### Work to complete
The lines below, beginning at the one that contains "Where can the" and ending at the last, are to be retyped exactly.

### Data for the task
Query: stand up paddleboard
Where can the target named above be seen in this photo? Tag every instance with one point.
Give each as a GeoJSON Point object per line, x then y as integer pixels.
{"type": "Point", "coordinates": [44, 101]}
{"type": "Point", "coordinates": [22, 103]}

### Task answer
Where can the target named above be seen in this photo? Tag every instance with one point.
Give each as a GeoJSON Point object per line, x then y as integer pixels.
{"type": "Point", "coordinates": [44, 101]}
{"type": "Point", "coordinates": [22, 103]}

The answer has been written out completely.